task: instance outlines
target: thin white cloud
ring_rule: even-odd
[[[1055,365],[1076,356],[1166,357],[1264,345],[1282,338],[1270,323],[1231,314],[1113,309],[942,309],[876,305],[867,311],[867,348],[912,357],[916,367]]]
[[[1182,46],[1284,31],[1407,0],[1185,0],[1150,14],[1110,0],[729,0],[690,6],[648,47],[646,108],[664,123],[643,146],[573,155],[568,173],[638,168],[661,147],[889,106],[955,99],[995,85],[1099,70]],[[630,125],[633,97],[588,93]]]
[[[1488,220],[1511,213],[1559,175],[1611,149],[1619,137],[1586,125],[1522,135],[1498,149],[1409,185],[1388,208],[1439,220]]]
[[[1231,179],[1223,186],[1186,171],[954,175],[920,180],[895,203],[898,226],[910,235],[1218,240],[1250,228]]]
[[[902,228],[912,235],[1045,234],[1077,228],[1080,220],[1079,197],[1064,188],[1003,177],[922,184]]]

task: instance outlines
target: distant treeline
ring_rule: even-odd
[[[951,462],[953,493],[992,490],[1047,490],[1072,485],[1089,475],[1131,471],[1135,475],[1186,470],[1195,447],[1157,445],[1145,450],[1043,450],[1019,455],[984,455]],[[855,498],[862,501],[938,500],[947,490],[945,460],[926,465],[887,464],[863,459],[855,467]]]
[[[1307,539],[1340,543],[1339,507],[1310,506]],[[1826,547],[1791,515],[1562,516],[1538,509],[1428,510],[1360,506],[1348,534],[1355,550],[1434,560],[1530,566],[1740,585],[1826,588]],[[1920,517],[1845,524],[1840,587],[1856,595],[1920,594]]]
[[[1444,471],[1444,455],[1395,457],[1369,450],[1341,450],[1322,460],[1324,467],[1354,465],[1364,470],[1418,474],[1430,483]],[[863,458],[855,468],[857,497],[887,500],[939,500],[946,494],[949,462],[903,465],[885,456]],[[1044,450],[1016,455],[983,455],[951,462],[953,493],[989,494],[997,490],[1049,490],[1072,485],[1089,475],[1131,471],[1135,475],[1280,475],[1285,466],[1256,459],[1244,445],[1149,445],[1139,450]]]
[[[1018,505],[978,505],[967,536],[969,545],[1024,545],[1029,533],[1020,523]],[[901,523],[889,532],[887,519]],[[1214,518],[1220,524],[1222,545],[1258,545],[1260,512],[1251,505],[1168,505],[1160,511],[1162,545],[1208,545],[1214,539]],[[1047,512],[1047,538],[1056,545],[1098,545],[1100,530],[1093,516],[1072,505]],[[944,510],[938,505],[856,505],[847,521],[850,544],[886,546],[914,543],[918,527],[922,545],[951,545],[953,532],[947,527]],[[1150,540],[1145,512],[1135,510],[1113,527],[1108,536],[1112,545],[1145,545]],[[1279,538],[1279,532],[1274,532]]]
____
#### Exercise description
The stretch of entries above that starts with the line containing "target: thin white cloud" and goes on through the line containing "target: distant treeline" is to be transcribed exactly, and no other line is to be transcribed.

#### Final answer
target: thin white cloud
ring_rule: even-odd
[[[1055,365],[1076,356],[1166,357],[1264,345],[1282,338],[1270,323],[1231,314],[1113,309],[942,309],[876,305],[867,311],[867,348],[912,357],[916,367]]]
[[[1182,46],[1284,31],[1407,0],[1185,0],[1150,14],[1110,0],[729,0],[690,6],[648,47],[646,108],[664,123],[643,146],[573,155],[568,173],[638,168],[661,147],[889,106],[955,99],[995,85],[1099,70]],[[630,125],[633,97],[588,93]]]
[[[1488,220],[1511,213],[1559,175],[1611,149],[1619,137],[1586,125],[1522,135],[1498,149],[1409,185],[1388,208],[1439,220]]]
[[[1231,179],[1223,186],[1186,171],[954,175],[920,180],[895,203],[898,226],[910,235],[1218,240],[1250,228]]]
[[[902,228],[912,235],[1045,234],[1077,228],[1080,220],[1079,197],[1064,188],[1003,177],[922,184]]]

task: instance outlines
target: distant treeline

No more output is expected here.